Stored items
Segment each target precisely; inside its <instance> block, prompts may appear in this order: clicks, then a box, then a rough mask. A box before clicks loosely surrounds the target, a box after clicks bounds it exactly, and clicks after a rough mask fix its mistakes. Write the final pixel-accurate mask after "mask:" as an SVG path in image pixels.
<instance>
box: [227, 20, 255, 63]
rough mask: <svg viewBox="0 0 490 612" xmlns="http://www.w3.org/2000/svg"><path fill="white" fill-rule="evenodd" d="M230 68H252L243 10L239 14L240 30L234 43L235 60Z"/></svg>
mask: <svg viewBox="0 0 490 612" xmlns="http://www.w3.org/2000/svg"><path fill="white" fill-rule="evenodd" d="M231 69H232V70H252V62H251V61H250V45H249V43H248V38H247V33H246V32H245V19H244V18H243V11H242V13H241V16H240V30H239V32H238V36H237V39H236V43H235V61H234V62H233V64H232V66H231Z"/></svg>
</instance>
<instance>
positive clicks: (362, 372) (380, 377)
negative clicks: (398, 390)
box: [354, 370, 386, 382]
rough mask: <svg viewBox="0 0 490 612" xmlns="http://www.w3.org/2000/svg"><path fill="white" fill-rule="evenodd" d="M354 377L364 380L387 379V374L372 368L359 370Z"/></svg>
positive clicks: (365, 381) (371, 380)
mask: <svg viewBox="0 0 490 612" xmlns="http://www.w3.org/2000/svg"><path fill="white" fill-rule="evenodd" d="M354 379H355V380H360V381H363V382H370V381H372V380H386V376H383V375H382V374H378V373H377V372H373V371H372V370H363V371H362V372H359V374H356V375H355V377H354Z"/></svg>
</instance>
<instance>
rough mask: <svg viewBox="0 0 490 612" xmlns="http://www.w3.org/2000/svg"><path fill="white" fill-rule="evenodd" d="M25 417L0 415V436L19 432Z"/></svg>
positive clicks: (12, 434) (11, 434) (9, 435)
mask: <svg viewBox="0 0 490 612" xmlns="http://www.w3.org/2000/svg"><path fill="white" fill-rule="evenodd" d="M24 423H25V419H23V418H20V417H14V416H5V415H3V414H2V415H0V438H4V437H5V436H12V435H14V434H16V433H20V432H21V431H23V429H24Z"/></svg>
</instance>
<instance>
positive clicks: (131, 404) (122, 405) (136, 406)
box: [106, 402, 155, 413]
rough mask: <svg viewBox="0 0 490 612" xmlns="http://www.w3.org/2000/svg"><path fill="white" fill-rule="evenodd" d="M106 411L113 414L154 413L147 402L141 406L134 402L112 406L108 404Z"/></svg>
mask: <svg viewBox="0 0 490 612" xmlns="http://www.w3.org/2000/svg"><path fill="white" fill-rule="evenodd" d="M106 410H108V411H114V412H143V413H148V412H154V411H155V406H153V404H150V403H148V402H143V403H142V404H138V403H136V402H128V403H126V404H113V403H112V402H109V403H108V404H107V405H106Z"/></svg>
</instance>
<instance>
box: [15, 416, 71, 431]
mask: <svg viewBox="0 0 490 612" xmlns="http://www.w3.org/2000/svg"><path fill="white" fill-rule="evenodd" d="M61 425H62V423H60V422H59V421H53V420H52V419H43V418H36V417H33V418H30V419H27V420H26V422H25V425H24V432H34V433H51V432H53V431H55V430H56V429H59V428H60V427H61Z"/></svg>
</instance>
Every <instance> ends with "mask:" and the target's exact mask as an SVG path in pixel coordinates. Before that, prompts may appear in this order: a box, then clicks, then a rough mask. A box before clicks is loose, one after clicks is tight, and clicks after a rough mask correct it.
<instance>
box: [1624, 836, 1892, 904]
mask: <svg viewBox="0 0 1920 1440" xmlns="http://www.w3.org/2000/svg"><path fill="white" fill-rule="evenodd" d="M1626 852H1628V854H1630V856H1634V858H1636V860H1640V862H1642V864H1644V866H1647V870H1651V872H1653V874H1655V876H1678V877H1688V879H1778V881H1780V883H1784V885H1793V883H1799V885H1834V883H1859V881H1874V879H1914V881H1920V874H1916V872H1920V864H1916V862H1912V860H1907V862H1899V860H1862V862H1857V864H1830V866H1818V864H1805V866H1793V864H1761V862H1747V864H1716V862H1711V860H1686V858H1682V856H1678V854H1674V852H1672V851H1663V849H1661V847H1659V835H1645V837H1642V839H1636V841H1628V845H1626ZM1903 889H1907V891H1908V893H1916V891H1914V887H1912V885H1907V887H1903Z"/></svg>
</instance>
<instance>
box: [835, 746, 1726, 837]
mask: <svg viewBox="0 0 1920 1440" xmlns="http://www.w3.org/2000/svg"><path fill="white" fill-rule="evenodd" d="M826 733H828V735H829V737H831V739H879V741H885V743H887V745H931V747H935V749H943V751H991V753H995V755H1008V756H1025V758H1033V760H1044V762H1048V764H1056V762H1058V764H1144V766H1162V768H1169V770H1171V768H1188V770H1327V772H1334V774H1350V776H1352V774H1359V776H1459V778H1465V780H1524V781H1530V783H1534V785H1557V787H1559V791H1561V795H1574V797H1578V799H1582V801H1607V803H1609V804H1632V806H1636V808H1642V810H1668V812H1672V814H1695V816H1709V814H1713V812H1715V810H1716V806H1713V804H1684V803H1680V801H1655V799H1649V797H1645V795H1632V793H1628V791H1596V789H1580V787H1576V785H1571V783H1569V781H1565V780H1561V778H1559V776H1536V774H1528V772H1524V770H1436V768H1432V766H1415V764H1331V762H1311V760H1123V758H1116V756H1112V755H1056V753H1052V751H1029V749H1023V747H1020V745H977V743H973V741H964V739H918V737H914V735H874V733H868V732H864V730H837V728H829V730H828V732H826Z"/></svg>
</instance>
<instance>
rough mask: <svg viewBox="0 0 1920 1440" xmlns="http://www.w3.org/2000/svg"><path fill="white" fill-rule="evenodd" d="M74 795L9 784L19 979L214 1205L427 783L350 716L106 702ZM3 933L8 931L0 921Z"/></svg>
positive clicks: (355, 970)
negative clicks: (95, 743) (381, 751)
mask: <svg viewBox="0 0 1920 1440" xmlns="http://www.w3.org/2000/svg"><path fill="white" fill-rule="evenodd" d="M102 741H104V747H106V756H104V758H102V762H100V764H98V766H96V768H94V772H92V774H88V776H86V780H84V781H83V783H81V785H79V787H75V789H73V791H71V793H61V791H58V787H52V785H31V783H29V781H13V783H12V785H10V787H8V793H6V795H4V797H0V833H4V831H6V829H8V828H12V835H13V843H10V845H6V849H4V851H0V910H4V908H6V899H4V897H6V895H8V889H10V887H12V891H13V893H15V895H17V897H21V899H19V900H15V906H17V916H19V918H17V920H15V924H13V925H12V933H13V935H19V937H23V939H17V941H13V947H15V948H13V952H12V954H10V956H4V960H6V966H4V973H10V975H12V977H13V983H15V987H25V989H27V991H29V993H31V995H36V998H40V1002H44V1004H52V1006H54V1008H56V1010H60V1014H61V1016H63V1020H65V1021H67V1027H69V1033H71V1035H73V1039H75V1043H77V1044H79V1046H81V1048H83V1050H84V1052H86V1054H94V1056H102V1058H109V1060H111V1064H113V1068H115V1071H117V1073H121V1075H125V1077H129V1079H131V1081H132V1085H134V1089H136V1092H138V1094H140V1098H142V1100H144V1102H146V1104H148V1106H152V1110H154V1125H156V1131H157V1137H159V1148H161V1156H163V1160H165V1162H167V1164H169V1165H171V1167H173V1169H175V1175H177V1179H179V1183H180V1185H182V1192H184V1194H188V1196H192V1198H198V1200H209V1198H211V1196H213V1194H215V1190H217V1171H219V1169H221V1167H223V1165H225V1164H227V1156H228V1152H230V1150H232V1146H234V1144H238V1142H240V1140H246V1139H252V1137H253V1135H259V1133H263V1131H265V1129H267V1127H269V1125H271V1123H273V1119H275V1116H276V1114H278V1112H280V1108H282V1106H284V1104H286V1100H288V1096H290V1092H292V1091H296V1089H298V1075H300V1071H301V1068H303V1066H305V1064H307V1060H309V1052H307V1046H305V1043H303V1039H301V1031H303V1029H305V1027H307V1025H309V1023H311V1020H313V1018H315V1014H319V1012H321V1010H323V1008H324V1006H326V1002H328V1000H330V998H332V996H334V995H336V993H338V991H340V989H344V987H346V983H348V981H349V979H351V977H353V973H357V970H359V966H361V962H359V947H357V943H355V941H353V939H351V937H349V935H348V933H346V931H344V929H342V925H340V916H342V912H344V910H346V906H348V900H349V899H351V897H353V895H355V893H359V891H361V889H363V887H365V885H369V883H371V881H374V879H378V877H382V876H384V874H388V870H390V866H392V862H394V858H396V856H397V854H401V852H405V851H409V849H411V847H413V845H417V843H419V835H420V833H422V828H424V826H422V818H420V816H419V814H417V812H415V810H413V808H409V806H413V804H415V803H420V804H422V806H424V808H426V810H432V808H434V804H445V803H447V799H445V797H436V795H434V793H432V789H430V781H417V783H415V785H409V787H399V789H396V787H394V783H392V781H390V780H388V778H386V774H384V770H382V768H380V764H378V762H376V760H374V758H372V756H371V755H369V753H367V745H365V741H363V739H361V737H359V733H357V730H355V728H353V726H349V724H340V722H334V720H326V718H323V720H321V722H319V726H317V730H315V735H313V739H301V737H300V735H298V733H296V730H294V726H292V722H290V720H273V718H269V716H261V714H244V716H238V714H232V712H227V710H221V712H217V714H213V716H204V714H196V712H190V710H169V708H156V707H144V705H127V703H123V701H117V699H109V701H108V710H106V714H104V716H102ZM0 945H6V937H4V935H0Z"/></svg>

▸ **Work instruction**
Select and copy every line of the material above that contains the string "positive". Case counts.

▸ **Written answer**
positive clicks: (362, 372) (380, 377)
positive clicks: (365, 381) (371, 380)
positive clicks: (12, 434) (11, 434) (9, 435)
positive clicks: (131, 404) (122, 405) (136, 406)
positive clicks: (355, 970)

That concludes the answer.